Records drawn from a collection
------------

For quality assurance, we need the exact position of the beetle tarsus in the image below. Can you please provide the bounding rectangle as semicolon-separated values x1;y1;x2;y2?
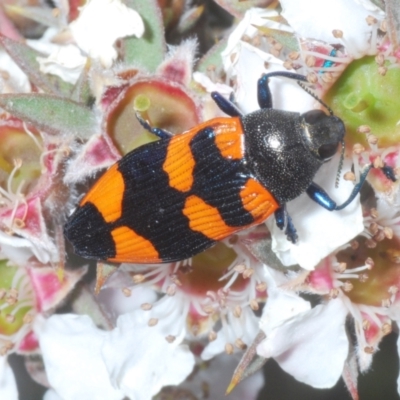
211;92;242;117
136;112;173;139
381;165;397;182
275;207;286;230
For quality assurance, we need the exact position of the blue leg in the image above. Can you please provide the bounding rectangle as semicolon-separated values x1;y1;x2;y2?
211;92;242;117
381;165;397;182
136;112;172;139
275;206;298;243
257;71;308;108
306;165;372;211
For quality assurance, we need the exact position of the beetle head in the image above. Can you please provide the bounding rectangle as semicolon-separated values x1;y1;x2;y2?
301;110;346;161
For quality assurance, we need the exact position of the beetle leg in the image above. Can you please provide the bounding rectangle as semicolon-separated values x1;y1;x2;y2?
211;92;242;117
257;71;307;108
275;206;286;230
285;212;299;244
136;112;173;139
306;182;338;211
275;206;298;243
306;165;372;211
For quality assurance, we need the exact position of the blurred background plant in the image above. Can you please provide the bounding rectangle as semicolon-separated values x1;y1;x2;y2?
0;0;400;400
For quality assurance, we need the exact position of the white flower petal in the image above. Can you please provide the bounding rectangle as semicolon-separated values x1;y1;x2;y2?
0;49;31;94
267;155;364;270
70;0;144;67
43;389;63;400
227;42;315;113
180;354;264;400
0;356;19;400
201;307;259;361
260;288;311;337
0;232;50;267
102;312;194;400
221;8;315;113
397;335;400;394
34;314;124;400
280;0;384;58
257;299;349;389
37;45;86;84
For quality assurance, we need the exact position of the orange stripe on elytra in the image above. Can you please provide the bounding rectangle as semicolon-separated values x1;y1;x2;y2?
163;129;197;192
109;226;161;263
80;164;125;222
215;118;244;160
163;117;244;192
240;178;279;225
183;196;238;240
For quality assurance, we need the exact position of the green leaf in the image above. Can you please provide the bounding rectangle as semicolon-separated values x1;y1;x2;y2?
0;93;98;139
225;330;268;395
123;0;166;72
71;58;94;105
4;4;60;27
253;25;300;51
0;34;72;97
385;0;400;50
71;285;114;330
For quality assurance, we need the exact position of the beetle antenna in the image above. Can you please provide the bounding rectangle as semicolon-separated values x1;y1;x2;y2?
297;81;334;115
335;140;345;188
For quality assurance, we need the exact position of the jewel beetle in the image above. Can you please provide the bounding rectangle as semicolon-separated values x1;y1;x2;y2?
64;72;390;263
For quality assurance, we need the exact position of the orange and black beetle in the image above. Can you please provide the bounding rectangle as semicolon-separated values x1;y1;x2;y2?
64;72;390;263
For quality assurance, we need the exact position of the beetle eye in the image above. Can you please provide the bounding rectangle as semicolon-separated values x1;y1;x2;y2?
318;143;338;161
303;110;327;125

------------

Copy out the text of every one of the records above word for word, leaving the picture out of your answer.

For quality assurance, we need the exact position of the beetle tarsus in the image below. Can you please provide the bounding rectangle as semicolon-separated values x1;y1;x2;y2?
211;92;242;117
136;112;173;139
381;165;397;182
275;207;286;230
For quality assurance, we need the exact position of the blue leg in the image above. Can you please provide the bounding rectangle as semicolon-separated values x1;y1;x2;y2?
211;92;242;117
381;165;397;182
136;112;172;139
275;206;298;243
257;71;308;108
306;165;372;211
For quality assurance, we need the exact position of the beetle head in the image above. Can you please provide the bounding rectangle as semicolon-separated values x1;y1;x2;y2?
301;110;346;161
For quality assurance, we need the exact position of the beetle leg in the image above. Can you please provide the bounding rectangle as semicolon-separated values x1;y1;x2;y2?
211;92;242;117
257;71;307;108
275;206;286;230
285;212;299;244
136;112;173;139
306;182;338;211
275;206;298;243
306;165;372;211
For quality assurance, we need the exact position of the blurred background plant in the image above. Can you please provide the bounding rectangle as semicolon-separated values x1;y1;x2;y2?
0;0;400;400
For quality assurance, we need the exact position of the white flower petal in the image above. Can you please provide the bounding rectangle as semicolon-separated values x1;y1;x2;y2?
0;49;31;94
267;155;364;270
70;0;144;67
43;389;63;400
227;42;315;113
180;354;264;400
0;356;19;400
201;307;259;361
260;288;311;337
0;232;50;267
102;312;194;400
221;8;315;113
397;335;400;394
34;314;124;400
280;0;384;58
257;299;349;389
37;45;86;84
For quality assurance, we need the exact position of the orange stripe on elytra in the image above. Can you please provide the bounding rectangle as semicolon-separated values x1;y1;x2;y2?
163;129;197;192
109;226;161;263
80;164;125;222
215;118;244;160
163;117;244;192
240;178;279;225
183;196;238;240
For quality assurance, we need the exact position of the green leaf in the image above. Can you please provide the bounding rectangle as semicolon-separated values x1;y1;x2;y2?
0;93;98;139
225;330;268;395
123;0;166;72
71;58;94;105
4;4;60;27
253;25;300;51
0;34;72;97
385;0;400;50
71;285;114;330
For quality assurance, we need the exact position of the beetle antenna in the image above. Can you please provide the bounding rectangle as semicolon-separated values x1;y1;x2;y2?
297;81;334;115
335;140;345;188
For quality assurance, we need the exact position of the jewel beetle in the image above. Can you please provide the bounding rectangle as semicolon-separated values x1;y1;x2;y2?
64;72;390;263
For quality assurance, we need the exact position of the orange and black beetle in the image above. Can you please provide the bounding rectangle as semicolon-separated values x1;y1;x2;y2?
64;72;390;263
For quality assurance, we need the exact position of the beetle eye in the image above. Can you please provide the bounding rectangle as semicolon-separated values x1;y1;x2;y2?
318;143;338;161
303;110;327;125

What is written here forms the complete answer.